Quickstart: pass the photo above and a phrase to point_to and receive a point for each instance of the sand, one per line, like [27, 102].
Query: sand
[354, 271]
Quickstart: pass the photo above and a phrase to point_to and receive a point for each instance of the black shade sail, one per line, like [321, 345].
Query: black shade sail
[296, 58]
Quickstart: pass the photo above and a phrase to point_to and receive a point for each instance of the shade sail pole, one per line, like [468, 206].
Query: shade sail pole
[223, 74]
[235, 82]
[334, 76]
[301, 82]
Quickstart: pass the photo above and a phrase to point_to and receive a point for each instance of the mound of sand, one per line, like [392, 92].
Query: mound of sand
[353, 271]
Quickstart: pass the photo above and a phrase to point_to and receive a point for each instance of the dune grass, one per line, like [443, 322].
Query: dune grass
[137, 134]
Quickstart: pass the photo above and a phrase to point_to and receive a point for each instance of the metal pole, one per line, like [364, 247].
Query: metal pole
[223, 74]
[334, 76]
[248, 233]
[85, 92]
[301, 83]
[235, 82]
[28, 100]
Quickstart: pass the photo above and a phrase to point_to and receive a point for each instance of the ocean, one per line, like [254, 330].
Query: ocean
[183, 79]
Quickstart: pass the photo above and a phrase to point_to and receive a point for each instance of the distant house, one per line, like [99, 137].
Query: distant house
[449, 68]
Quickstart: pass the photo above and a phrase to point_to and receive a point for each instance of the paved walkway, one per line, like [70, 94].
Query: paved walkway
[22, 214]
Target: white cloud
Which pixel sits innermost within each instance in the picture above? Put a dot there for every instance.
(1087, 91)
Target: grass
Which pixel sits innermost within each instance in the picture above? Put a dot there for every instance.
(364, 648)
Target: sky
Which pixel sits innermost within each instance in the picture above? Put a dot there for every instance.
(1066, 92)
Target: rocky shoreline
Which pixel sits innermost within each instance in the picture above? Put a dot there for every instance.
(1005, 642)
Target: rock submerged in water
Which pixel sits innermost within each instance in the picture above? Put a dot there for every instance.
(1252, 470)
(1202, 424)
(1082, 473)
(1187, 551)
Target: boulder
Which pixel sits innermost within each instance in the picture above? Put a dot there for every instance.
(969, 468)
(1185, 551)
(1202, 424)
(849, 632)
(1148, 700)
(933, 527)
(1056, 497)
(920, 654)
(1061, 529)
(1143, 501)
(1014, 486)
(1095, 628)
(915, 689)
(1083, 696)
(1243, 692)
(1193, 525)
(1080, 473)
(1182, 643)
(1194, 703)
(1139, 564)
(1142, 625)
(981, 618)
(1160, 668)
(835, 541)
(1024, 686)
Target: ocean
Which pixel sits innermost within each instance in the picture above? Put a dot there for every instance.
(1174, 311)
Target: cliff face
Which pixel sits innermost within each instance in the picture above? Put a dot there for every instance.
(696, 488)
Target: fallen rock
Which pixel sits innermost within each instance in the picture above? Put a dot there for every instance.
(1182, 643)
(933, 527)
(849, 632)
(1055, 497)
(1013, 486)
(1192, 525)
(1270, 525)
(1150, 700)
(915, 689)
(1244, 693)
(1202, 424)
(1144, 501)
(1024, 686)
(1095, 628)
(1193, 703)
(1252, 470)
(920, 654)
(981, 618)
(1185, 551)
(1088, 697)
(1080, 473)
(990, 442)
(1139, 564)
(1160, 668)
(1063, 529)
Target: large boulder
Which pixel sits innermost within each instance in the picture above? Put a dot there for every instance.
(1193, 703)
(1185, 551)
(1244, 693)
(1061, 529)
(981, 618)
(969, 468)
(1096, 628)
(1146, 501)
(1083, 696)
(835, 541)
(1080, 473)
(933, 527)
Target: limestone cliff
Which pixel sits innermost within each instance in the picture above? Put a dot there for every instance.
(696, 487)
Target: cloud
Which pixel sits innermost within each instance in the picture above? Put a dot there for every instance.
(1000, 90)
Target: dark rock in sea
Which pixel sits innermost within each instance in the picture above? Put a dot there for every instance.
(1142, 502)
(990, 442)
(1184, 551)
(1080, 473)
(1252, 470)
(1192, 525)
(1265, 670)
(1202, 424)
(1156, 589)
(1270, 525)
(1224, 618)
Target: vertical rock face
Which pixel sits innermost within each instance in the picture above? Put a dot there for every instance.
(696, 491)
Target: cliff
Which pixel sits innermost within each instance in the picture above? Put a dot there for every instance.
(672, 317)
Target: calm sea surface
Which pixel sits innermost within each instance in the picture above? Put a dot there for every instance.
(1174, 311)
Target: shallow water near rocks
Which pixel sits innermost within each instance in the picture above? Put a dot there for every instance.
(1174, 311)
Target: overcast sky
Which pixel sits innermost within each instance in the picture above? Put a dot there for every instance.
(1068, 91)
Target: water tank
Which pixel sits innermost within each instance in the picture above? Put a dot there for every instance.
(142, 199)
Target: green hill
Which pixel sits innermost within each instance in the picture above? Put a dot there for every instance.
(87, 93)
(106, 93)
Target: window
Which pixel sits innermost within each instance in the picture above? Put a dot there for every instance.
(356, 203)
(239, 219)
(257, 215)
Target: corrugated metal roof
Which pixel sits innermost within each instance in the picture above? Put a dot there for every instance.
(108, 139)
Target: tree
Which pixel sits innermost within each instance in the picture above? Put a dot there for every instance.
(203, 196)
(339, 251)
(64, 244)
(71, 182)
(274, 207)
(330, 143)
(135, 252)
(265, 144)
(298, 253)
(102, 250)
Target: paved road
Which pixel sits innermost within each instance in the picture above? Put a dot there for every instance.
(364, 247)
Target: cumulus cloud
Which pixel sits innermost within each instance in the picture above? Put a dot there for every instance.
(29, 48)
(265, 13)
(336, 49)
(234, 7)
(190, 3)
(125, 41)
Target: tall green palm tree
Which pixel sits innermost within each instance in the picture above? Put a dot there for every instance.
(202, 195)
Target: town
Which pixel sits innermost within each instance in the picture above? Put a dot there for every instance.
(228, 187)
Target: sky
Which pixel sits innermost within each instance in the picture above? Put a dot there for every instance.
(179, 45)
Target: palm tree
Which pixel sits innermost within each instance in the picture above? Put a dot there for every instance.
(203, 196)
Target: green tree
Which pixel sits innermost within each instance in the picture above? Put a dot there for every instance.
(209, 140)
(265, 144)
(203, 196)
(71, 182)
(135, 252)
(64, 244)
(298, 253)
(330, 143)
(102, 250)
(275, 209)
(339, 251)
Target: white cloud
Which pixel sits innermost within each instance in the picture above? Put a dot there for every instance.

## Exercise requirements
Reproduce every single entry above exactly.

## Output of the task
Quickstart: pass the photo above and a phrase to point_to and receive a point for each instance of the sand, one per line, like [27, 102].
Query: sand
[354, 271]
Quickstart: pass the photo above and a phrase to point_to and receive a point for each instance of the black shade sail, one per line, like [321, 345].
Query: black shade sail
[296, 58]
Quickstart: pass the photo above and a phrase to point_to and receive a point for each instance of the shade sail pole, one per line, like [468, 206].
Query: shade sail pole
[223, 74]
[235, 82]
[334, 76]
[301, 82]
Quickstart: pass the photo above and a phrase to point_to and receive a point for each instance of the mound of sand, one per line, like [392, 92].
Query: mound of sand
[353, 271]
Quickstart: pass the photo above and a phrase to point_to and receive a point for each instance of the dune grass, one per line, like [443, 322].
Query: dune grass
[137, 134]
Quickstart: pass the photo above and a phrase to point_to and receive a point for each instance of the metal pole, one per line, like [364, 247].
Query: metal pole
[223, 74]
[334, 76]
[248, 233]
[85, 92]
[301, 83]
[235, 82]
[28, 100]
Quickstart: pass the photo above and a phrase to point_to and receive a point for each instance of the ocean, one per line, like [254, 330].
Query: ocean
[183, 79]
Quickstart: pass the photo above and a phrase to point_to and receive a point for each instance of the distant house, one per line, like [99, 137].
Query: distant house
[449, 68]
Quickstart: pass the photo above and a phrase to point_to and receive a point for each instance of the paved walkway, one per line, like [70, 94].
Query: paved walkway
[22, 214]
Target: white cloud
Which pixel sits innermost within each instance in the picture above? Put a dot there for every instance.
(1087, 91)
Target: grass
Which pixel sits innermost within each instance in the picture above? Put a dot there for every instance.
(364, 648)
Target: sky
Which pixel sits innermost within each instance in the picture above? Put a dot there for every instance.
(1066, 92)
Target: rocky shoreline
Which pixel sits innermost within each instance in the picture above? Put a dot there for every instance.
(1005, 642)
Target: rock submerged in water
Which pixel sits innermost within each instance in the picture above? Put a dot there for every instance.
(1252, 470)
(1202, 424)
(1082, 473)
(1187, 551)
Target: boulder
Which pixel sits innermost within each instance in the picture above? Put a dot there for every instance.
(969, 468)
(1185, 551)
(1202, 424)
(849, 632)
(1148, 700)
(933, 527)
(1056, 497)
(920, 654)
(1061, 529)
(1143, 501)
(1014, 486)
(1095, 628)
(915, 689)
(1083, 696)
(1243, 692)
(1193, 525)
(1080, 473)
(1182, 643)
(1194, 703)
(1139, 564)
(1142, 625)
(981, 618)
(1160, 668)
(835, 541)
(1024, 686)
Target: ocean
Which pixel sits innermost within each instance in the picture above? Put a dot there for every instance.
(1174, 311)
Target: cliff face
Which pixel sits innermost within each instance in the picture above? Put a dot there for every instance.
(696, 488)
Target: fallen rock
Which pixel sits innermost within each instance in the picture above? Put a dot there for every instance.
(1182, 643)
(933, 527)
(849, 632)
(1055, 497)
(1013, 486)
(1192, 525)
(1270, 525)
(1150, 700)
(915, 689)
(1244, 693)
(1202, 424)
(1144, 501)
(1024, 686)
(1095, 628)
(1193, 703)
(1252, 470)
(920, 654)
(981, 618)
(1185, 551)
(1088, 697)
(1080, 473)
(990, 442)
(1139, 564)
(1160, 668)
(1063, 529)
Target: large boulder
Which pixel sits innermost within each instance in the picture above? Put a dot there for every instance.
(1193, 703)
(1185, 551)
(1244, 693)
(1061, 529)
(981, 618)
(969, 468)
(1096, 628)
(1146, 501)
(1083, 696)
(835, 541)
(1080, 473)
(933, 527)
Target: limestone cliff
Which pixel sits innermost within each instance in the picture above? Put a dot there for every instance.
(696, 487)
Target: cloud
Which pixel sits innermost within each instance in the picture above? Put a dot there for every instance.
(1000, 90)
Target: dark rock in sea
Which pixel sits innermost within each instance in the picture above? Put a dot there for every instance.
(1142, 502)
(990, 442)
(1184, 551)
(1080, 473)
(1252, 470)
(1192, 525)
(1265, 670)
(1202, 424)
(1156, 589)
(1270, 525)
(1224, 618)
Target: vertical rock face
Which pixel sits innermost within each instance in the picture above? Put a dot there for every instance.
(696, 491)
Target: cliff
Which pixel sits innermost within each instance in the picture above? Put a dot there for every instance.
(672, 317)
Target: calm sea surface
Which pixel sits innermost within each instance in the picture above? Put a dot there for every instance.
(1174, 311)
Target: shallow water near rocks
Which pixel sits innermost within each instance in the picture above? Put a dot there for every instance.
(1174, 311)
Target: overcast sky
Which pixel sits innermost within each instance in the picture above? Put a dot there for every instance.
(1068, 91)
Target: water tank
Which pixel sits innermost within each instance in the picture above? Put a dot there for every instance.
(142, 199)
Target: green hill
Which pixel sits innermost within each instance in the picture above? Put a dot there for every instance.
(87, 93)
(106, 93)
Target: window
Which pixel sits innermost within each instance in the picture above? Put a dot there for every instance.
(356, 203)
(239, 219)
(257, 215)
Target: corrugated metal roof
Which pixel sits innermost within each instance in the picture above? Put a dot there for every instance.
(108, 139)
Target: tree
Which pixel sits innermost within each instance in the picture above? Put a dot there for every instance.
(203, 196)
(339, 251)
(64, 244)
(71, 182)
(274, 207)
(330, 143)
(135, 252)
(265, 144)
(298, 253)
(102, 250)
Target: paved road
Which pixel sits innermost within each instance in the picture above? Put a dot there for every instance.
(364, 247)
Target: cumulus cloud
Which pixel sits innermost within each instance in the picture above? Put a dot there for every instance.
(29, 48)
(265, 13)
(336, 49)
(234, 7)
(190, 3)
(125, 41)
Target: tall green palm tree
Which pixel sits innermost within each instance in the picture above? Put a dot there for every instance.
(202, 195)
Target: town
Which pixel sits innermost within each instance in the picture above? Put a dot there for every instance.
(228, 187)
Target: sky
Which pixel sits innermost within each instance in the picture above? Put a dot there for every instance.
(179, 45)
Target: palm tree
Which pixel sits innermost within each instance in the picture above? Put a dot there for every instance.
(203, 196)
Target: green tree
Which pixel sits innermost within each instance in the picture above? Put a dot there for every instance.
(209, 140)
(265, 144)
(203, 196)
(71, 182)
(135, 252)
(64, 244)
(298, 253)
(330, 143)
(102, 250)
(275, 209)
(339, 251)
Target: white cloud
Which pixel sits innermost within each instance in the picture above? Put a dot there for every instance.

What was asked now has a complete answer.